▶ [Directions for this task] Copy out all of the rows below, substituting "bollard" for each occurrence of "stanchion" and keeping every other part unchanged.

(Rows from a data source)
____________
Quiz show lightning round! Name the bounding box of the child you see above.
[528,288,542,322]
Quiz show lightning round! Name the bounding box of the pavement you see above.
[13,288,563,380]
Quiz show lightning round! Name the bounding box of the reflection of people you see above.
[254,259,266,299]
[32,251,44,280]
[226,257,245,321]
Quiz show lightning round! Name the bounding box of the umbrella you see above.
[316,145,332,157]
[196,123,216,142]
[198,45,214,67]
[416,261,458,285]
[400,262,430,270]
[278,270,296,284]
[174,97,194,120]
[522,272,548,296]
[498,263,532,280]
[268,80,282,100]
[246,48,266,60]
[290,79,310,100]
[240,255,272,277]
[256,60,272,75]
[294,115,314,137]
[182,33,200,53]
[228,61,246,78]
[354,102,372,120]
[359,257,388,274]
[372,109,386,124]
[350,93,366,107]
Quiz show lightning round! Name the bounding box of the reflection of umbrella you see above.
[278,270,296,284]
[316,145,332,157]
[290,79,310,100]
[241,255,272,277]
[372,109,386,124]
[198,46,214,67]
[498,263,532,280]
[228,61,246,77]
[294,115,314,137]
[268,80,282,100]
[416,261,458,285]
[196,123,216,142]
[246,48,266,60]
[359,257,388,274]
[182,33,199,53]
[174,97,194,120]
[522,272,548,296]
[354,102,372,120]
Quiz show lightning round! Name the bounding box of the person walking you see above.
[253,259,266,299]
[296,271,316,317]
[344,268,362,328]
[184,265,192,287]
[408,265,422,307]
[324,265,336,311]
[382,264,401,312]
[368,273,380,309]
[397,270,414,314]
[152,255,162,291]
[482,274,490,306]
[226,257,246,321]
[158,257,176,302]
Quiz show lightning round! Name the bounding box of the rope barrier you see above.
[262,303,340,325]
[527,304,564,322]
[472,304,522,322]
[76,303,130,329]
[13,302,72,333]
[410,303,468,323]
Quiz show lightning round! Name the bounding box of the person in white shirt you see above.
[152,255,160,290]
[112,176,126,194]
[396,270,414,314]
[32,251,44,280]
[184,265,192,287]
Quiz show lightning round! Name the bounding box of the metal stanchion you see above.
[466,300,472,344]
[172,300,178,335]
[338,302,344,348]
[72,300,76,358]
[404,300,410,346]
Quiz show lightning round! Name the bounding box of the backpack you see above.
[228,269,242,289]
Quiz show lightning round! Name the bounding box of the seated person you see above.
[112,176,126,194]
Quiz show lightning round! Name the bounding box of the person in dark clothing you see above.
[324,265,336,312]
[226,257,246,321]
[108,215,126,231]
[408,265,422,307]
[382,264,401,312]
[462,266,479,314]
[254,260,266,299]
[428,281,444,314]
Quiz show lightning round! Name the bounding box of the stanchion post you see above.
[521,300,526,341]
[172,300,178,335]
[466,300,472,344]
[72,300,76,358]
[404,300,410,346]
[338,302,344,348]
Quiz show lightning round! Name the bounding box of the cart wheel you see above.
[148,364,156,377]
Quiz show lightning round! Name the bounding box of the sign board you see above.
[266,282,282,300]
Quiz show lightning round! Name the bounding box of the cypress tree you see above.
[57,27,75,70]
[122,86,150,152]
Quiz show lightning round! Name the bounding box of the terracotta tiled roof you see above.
____________
▶ [Solution for this problem]
Quiz show lightning round! Name the bounding box of the child you see above.
[528,288,542,322]
Quiz show lightning round! Name the bounding box of the pavement you see above.
[13,288,563,380]
Quiz show lightning round! Name the bounding box of the reflection of people you see above.
[254,259,266,299]
[32,251,44,280]
[226,257,245,321]
Quiz show lightning round! Name the bounding box of the umbrella you see above.
[316,145,332,157]
[196,123,216,142]
[198,45,214,67]
[416,261,458,285]
[400,262,430,270]
[278,270,296,284]
[174,97,194,120]
[522,272,548,296]
[498,263,532,280]
[268,80,282,100]
[246,48,266,60]
[290,79,310,100]
[240,255,272,277]
[256,60,272,75]
[294,115,314,137]
[182,33,200,53]
[228,61,246,78]
[354,102,372,120]
[359,257,388,274]
[372,109,386,124]
[350,93,366,107]
Quiz show lightning round! Name the bounding box of the reflection of umbrella you see above.
[278,270,296,284]
[316,145,332,157]
[290,79,310,100]
[241,255,272,277]
[372,109,386,124]
[198,46,214,67]
[498,263,532,280]
[228,61,246,77]
[294,115,314,137]
[268,80,282,100]
[416,261,458,285]
[196,123,216,142]
[246,48,266,60]
[359,257,388,274]
[182,33,199,53]
[174,97,194,120]
[522,272,548,296]
[354,102,372,120]
Quiz show lightning round! Name the bounding box of the person walking you see above.
[253,259,266,299]
[296,271,316,317]
[344,268,362,328]
[184,265,192,287]
[408,265,422,307]
[324,265,336,311]
[382,264,401,312]
[368,273,380,309]
[397,270,414,314]
[152,255,162,291]
[482,274,490,306]
[226,257,246,321]
[158,257,176,302]
Quiz show lightning round! Name the bounding box of the rope barrier you see above.
[262,303,340,325]
[527,304,564,322]
[472,304,522,322]
[76,303,130,329]
[13,302,72,333]
[410,303,468,323]
Quiz show lightning round! Name the bounding box of the person in white shirt you see above.
[152,255,160,290]
[112,176,126,194]
[396,270,414,314]
[32,251,44,280]
[184,265,192,287]
Quiz show lightning round! Name the bounding box of the metal bollard you see above.
[466,300,472,344]
[172,300,178,335]
[338,302,344,348]
[72,300,76,358]
[404,300,410,346]
Quiz show lightning round! Name the bounding box of the backpack you see above.
[228,269,242,289]
Quiz show lightning round! Name the bounding box of the seated person you see above.
[112,176,126,194]
Quiz show lightning round! Name the bounding box of the person in dark clothing you see above.
[324,265,336,312]
[226,257,246,321]
[108,215,126,231]
[408,265,422,307]
[382,264,401,312]
[462,266,479,314]
[254,260,266,299]
[428,281,444,314]
Quiz show lightning round! Name the bounding box of the bollard post you see above.
[521,300,526,341]
[172,300,178,335]
[466,300,472,344]
[72,300,76,358]
[404,300,410,346]
[338,302,344,348]
Quiz show lightning round! Name the bounding box of the cart wheel you see above.
[148,364,156,377]
Quiz show lightning round! Name the bounding box of the sign board you see above.
[266,282,282,300]
Quiz show lightning round! Name the bounding box of the cypress tree you see above.
[57,27,75,70]
[122,86,150,152]
Quiz show lightning round! Name the bounding box of the terracotta tiled roof you see above.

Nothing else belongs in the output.